— Page excerpt —
------

A parody of 1920s romantic musicals, The Drowsy Chaperone begins with a modern-day musical theatre addict, the Man in Chair, who, to chase his blues away, drops the needle on his favourite LP, the 1928 musical comedy The Drowsy Chaperone. From the crackle of his hi-fi, the musical bursts to life on stage, telling the tale of a pampered Broadway starlet who wants to give up show business to get married, her producer who sets out to sabotage the nuptials, her chaperone (Elaine Paige), the debonair groom, the dizzy chorine, the Latin lover and a pair of gangsters who double as pastry chefs.
As part of the League of Gentlemen, Steve Pemberton won the Perrier Award for comedy, a BAFTA and the Golden Rose of Montreux Award. The troupe’s acclaimed, cult BBC2 TV show spawned two live stage productions and two feature films. Pemberton’s other credits include Churchill: The Hollywood Years and The Hitchhiker's Guide to the Galaxy on film, and Art (with his fellow Leaguers, Mark Gatiss and Reece Shearsmith), The Rocky Horror Show (which he narrated) and The Exonerated.
In addition to Martin/Pemberton and Paige, The Drowsy Chaperone also features Summer Strallen, Nickolas Grace, John Partridge, Selina Chilton, Joseph Alessi, Anne Rogers, Nick Holder, Enyoman Gbesmete, Cameron Jack, Adam Stafford and Sean Kinglsey. It has music and lyrics by Lisa Lambert and Greg Morrison and a book by Don McKellar and Martin. Broadway’s Casey Nicholaw, who made his West End debut with his choreography on Spamalot, both choreographs and directs.

------

— Extracted material —
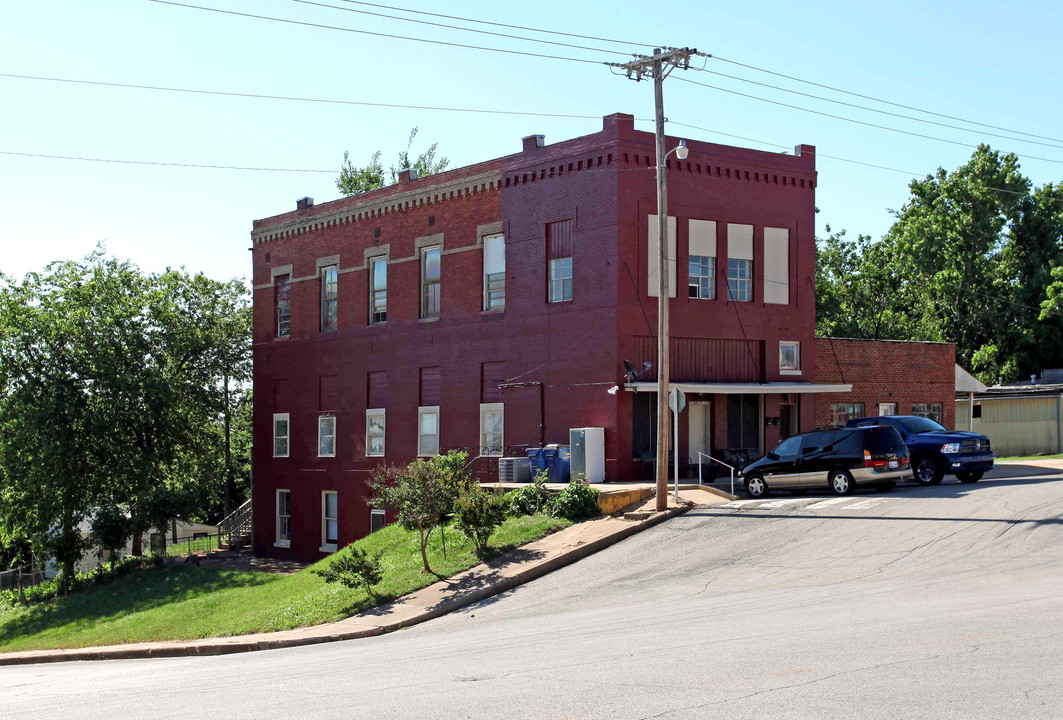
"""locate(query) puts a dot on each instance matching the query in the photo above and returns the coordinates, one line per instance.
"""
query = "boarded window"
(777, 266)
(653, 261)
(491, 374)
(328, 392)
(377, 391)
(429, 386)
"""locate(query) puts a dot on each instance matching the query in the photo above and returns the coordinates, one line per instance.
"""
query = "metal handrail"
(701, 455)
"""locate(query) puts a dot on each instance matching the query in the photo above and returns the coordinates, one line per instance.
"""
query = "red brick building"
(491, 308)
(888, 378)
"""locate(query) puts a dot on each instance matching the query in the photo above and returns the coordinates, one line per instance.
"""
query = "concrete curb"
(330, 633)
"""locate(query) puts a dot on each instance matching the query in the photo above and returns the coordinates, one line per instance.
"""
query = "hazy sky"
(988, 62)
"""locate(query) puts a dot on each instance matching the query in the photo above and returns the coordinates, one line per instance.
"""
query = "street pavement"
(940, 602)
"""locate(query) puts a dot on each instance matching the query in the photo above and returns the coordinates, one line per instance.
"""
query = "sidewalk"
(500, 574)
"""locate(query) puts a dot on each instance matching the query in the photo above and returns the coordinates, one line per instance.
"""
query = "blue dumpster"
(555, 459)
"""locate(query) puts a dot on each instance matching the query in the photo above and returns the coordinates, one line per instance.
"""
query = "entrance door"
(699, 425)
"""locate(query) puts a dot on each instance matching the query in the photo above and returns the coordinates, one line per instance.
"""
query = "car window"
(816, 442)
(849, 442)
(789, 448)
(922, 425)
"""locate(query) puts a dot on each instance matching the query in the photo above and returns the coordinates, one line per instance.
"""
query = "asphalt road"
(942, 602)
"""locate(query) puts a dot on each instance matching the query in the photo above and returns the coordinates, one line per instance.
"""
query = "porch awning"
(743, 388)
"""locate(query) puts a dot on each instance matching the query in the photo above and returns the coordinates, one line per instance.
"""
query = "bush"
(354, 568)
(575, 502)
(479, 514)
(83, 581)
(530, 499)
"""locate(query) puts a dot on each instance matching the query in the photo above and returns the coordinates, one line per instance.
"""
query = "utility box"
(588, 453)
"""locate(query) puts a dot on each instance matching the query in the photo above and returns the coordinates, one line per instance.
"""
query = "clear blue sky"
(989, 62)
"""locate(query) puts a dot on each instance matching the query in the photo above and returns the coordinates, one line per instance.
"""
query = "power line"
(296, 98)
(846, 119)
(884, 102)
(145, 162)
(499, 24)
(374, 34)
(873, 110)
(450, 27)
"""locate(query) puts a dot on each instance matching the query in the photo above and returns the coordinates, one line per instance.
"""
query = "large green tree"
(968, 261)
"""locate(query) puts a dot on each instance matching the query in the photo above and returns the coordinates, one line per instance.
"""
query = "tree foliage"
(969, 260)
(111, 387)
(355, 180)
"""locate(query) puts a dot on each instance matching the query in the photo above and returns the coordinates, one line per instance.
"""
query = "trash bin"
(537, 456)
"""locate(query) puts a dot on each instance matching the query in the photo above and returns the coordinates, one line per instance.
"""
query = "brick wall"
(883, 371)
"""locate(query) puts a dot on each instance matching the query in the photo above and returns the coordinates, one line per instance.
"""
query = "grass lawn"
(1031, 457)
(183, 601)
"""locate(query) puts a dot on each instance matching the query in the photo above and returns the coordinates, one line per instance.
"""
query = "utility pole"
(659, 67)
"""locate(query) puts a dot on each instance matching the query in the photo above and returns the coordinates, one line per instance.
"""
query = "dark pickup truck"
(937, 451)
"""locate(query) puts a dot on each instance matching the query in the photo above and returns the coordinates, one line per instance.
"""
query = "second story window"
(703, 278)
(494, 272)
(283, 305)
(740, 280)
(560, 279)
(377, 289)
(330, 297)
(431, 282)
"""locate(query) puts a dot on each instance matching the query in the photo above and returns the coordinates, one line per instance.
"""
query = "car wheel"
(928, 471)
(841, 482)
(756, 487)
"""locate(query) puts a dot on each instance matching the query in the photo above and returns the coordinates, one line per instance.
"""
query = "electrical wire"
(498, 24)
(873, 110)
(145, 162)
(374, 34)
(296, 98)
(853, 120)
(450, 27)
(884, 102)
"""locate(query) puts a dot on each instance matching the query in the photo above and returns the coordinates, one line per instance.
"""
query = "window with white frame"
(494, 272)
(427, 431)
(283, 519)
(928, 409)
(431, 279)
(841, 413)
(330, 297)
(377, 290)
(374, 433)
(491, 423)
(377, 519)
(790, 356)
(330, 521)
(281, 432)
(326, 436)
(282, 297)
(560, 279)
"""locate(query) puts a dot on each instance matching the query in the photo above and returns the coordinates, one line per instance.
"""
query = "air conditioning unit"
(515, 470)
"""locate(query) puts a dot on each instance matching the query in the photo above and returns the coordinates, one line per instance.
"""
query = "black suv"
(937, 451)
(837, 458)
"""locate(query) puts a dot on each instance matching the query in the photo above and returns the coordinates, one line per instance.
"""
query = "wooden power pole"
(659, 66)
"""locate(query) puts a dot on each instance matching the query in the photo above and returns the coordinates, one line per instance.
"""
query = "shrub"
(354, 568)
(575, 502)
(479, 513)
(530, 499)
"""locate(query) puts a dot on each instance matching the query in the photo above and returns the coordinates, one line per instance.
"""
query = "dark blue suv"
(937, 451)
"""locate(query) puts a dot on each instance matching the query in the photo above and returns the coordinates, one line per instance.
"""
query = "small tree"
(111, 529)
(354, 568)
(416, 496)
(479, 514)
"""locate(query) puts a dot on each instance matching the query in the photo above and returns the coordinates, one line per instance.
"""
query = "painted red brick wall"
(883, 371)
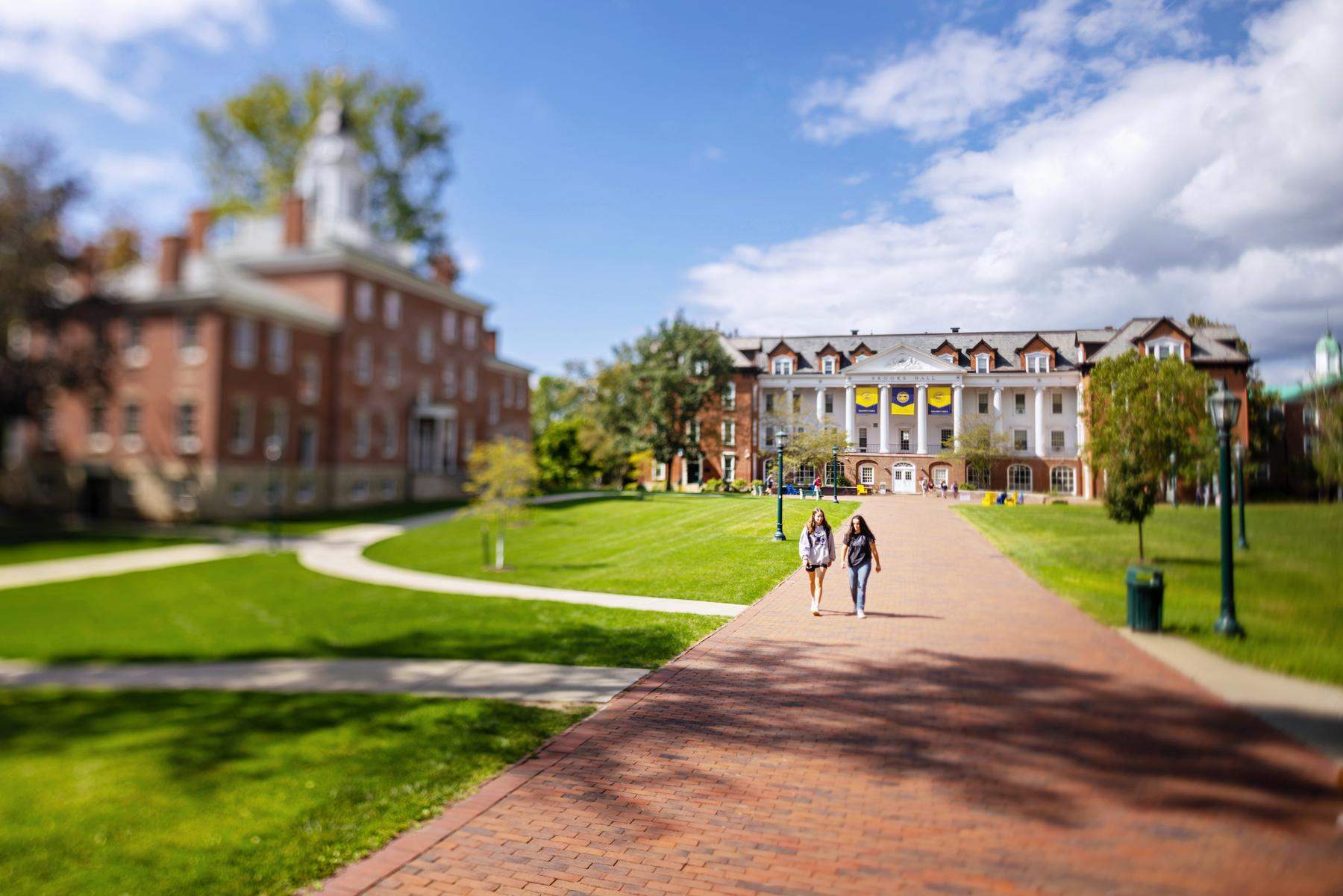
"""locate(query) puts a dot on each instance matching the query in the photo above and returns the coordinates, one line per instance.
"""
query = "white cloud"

------

— Task set —
**A.** In the text on The Drowsy Chaperone, who wrote the show's music and lyrics?
**B.** Reproduce word for word the part of the text on The Drowsy Chaperone starting at "In addition to" and ending at "choreographs and directs.".
**C.** Carry the text on The Drowsy Chaperone forward from its final sentence.

— Answers to each task —
**A.** Lisa Lambert and Greg Morrison.

**B.**
In addition to Martin/Pemberton and Paige, The Drowsy Chaperone also features Summer Strallen, Nickolas Grace, John Partridge, Selina Chilton, Joseph Alessi, Anne Rogers, Nick Holder, Enyoman Gbesmete, Cameron Jack, Adam Stafford and Sean Kinglsey. It has music and lyrics by Lisa Lambert and Greg Morrison and a book by Don McKellar and Martin. Broadway’s Casey Nicholaw, who made his West End debut with his choreography on Spamalot, both choreographs and directs.

**C.**
The Drowsy Chaperone, which started life in 1998 as a sketch for a stag do in Toronto, opened at the Marquis Theatre in New York in May last year and won five 2006 Tony Awards, including Best Book and Best Score. It opened on 6 June 2007 (previews from 14 May 2007) in the West End (See WOS TV, 7 Jun 2007).
In other musical casting news, the Royal Festival Hall has released further details of the two theatrical highlights in its reopening schedule (See News, 29 May 2007).
Emma Williams, Any Dream Will Do finalist Daniel Boys and Rosemary Ashe will join the stellar line-up for the RFH’s concert presentation of Stephen Sondheim’s Sweeney Todd, running for performances only from 5 to 7 July 2007. The 1979 thriller is set in Victorian London and based on the infamous tale of the vengefully bloodthirsty “demon barber of Fleet Street” and his pie-making proprietress.
Williams (Chitty Chitty Bang Bang, Bat Boy, A Model Girl) will play Johanna with Boys (Grease, Rent) as Anthony and Ashe as the Beggar Woman (Les Miserables, Mary Poppins, The Witches of Eastwick). As previously reported (See News, 14 Jun 2007), the production also stars Olivier Award winners Maria Friedman (Mrs Lovett), Philip Quast (Judge Turpin) and Daniel Evans (Tobias) and, as Sweeney, Welsh opera star Bryn Terfel. David Freeman directs.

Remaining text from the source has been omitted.